= Short task =
State how many lines in the rows below contain the string "handle", with case counting. Give only the number.

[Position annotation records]
==*==

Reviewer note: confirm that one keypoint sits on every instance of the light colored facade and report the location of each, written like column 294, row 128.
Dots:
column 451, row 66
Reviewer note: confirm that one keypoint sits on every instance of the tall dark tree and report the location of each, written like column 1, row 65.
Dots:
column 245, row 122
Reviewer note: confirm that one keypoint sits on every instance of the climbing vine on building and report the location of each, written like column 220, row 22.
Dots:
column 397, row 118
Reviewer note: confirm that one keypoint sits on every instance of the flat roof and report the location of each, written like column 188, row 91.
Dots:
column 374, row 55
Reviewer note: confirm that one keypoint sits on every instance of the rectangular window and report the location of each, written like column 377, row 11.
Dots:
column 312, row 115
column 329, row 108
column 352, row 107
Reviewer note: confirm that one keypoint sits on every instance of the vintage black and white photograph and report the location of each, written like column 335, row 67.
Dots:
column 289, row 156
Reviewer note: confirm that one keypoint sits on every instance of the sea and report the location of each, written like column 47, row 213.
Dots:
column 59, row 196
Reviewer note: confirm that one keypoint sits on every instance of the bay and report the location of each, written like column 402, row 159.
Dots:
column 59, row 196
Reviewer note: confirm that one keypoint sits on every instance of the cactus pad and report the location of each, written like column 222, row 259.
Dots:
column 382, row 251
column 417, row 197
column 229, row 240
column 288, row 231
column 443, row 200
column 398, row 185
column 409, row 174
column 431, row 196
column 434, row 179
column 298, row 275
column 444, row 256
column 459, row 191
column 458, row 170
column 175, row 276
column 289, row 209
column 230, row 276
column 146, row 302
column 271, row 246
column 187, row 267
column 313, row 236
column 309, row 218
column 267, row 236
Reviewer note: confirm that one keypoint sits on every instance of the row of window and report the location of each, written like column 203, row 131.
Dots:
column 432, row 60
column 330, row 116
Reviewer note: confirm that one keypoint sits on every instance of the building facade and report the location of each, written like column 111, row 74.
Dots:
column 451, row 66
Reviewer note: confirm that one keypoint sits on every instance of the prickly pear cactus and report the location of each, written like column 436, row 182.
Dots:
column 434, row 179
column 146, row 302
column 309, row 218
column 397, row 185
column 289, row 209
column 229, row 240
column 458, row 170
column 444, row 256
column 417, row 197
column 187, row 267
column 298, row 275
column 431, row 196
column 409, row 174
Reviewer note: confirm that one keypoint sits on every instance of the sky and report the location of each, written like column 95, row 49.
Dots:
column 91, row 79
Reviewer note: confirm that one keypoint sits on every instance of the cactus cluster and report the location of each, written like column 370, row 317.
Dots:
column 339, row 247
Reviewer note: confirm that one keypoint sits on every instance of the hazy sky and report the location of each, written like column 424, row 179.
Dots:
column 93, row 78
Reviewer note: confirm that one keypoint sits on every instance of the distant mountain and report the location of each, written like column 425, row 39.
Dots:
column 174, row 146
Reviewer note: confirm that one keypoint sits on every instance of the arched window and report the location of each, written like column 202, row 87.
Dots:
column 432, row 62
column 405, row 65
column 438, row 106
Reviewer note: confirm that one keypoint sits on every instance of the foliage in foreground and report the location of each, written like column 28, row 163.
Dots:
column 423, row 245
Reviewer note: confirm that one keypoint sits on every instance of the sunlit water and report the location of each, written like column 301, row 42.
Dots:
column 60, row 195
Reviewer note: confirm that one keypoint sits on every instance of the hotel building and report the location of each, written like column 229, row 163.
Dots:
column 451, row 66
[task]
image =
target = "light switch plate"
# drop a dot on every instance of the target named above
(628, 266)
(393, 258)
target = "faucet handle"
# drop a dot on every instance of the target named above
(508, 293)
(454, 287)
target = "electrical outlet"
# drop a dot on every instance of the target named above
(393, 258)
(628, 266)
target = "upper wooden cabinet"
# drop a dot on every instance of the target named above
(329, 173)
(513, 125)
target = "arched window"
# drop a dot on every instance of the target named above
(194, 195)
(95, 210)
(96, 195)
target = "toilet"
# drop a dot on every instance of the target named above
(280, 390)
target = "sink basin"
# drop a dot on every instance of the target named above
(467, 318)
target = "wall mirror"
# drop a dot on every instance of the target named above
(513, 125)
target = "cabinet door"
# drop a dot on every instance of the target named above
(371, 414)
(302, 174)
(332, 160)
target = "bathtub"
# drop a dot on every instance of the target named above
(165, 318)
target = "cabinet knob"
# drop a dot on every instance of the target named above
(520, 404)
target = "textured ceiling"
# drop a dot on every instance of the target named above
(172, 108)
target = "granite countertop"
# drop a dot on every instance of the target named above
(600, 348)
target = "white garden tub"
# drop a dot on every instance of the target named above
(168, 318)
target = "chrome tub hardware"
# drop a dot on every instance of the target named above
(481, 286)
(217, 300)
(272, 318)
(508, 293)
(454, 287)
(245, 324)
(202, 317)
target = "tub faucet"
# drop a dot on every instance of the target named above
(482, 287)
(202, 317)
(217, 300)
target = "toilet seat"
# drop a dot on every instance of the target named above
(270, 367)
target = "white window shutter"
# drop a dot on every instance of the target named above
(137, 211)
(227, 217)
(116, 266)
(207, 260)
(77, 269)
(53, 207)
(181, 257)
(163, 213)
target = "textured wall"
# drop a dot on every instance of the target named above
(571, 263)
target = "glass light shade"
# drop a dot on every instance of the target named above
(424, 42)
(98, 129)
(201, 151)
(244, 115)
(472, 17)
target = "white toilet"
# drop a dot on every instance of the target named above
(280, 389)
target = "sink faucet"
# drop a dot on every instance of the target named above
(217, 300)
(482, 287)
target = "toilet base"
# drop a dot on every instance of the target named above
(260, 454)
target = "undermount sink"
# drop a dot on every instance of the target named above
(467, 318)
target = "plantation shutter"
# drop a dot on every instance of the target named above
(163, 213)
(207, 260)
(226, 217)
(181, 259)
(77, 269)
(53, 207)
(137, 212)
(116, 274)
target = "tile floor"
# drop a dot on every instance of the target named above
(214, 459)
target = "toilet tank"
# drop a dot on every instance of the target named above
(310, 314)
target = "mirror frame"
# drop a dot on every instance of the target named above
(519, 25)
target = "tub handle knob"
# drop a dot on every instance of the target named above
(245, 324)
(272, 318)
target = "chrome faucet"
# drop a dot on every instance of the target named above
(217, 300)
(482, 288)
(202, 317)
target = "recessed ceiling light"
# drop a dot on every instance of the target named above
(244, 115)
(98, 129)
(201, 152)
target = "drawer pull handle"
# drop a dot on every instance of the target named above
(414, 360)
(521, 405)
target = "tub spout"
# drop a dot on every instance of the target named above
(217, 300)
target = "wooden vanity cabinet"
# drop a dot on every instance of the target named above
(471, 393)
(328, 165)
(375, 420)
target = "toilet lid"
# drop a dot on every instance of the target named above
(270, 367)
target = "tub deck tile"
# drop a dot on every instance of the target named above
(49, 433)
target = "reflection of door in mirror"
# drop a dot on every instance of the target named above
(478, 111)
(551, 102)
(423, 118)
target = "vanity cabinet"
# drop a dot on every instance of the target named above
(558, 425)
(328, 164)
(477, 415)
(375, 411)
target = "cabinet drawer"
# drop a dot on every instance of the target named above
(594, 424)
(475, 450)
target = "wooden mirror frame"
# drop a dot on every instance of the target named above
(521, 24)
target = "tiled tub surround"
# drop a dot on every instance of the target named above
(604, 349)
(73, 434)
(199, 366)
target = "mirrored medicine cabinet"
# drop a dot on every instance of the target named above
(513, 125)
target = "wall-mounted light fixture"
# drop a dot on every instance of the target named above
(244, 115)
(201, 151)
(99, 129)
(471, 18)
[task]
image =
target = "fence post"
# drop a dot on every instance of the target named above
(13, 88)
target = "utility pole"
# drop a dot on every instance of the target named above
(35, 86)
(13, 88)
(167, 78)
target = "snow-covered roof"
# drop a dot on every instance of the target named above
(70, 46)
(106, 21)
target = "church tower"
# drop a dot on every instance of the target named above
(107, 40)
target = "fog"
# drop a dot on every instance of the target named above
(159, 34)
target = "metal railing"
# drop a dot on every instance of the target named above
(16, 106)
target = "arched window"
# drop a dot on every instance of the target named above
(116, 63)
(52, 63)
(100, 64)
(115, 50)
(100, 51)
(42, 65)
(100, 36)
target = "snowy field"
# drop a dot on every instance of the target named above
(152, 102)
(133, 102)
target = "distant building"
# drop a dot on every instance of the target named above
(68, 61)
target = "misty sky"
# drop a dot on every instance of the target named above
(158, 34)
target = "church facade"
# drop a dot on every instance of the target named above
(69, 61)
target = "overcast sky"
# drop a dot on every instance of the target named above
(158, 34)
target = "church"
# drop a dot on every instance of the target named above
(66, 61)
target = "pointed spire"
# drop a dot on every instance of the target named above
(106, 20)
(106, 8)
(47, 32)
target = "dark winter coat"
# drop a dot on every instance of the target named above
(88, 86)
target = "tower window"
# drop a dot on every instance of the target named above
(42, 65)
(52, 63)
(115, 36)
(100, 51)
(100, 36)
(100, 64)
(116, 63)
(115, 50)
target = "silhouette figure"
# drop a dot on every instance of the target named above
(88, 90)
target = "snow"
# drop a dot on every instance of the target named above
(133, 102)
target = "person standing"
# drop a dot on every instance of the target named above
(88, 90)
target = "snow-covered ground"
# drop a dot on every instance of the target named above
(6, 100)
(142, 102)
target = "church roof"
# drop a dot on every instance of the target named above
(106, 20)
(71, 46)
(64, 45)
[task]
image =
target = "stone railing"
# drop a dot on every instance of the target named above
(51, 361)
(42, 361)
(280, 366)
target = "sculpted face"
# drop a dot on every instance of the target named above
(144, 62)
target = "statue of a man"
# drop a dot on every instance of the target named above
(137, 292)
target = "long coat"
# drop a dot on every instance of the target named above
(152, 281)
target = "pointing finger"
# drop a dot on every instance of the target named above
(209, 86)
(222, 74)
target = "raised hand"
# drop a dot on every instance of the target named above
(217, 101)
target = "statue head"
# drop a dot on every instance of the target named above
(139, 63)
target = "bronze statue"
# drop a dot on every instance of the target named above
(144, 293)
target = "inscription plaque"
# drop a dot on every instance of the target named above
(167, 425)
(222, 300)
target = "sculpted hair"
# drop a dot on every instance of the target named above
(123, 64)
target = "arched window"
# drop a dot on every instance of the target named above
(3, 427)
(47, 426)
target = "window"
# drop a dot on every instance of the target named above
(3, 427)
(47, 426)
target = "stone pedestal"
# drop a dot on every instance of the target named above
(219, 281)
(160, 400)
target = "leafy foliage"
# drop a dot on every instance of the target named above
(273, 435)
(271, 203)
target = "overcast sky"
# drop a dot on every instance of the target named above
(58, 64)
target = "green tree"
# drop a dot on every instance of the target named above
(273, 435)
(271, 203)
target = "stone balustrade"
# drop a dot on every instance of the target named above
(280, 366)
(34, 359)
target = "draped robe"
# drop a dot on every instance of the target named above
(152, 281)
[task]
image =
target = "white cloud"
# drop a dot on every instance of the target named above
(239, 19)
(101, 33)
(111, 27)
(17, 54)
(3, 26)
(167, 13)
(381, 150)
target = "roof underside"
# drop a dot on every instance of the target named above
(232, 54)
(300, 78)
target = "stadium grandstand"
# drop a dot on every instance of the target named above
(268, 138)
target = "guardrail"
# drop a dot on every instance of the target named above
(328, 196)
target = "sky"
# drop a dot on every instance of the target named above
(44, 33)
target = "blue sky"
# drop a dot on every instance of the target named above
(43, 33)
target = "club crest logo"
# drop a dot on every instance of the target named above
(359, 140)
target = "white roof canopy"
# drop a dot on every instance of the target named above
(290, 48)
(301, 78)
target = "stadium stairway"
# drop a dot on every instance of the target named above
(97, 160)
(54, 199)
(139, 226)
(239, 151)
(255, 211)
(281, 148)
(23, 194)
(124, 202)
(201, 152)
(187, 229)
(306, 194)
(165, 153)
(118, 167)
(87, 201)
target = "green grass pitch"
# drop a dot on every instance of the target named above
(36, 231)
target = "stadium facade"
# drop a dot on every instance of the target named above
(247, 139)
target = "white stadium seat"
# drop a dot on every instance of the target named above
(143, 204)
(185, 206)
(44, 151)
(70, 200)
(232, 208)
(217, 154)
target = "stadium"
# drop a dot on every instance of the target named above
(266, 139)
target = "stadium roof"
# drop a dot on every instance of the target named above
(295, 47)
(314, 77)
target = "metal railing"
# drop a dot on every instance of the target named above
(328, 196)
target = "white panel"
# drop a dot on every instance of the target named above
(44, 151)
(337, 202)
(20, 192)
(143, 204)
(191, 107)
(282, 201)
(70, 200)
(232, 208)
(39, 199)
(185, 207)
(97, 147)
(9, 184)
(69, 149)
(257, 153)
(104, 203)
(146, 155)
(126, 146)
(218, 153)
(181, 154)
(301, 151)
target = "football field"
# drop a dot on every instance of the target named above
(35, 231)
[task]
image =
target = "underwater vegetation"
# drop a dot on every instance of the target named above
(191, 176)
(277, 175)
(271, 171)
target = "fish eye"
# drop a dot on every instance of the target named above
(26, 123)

==*==

= Completed exercise =
3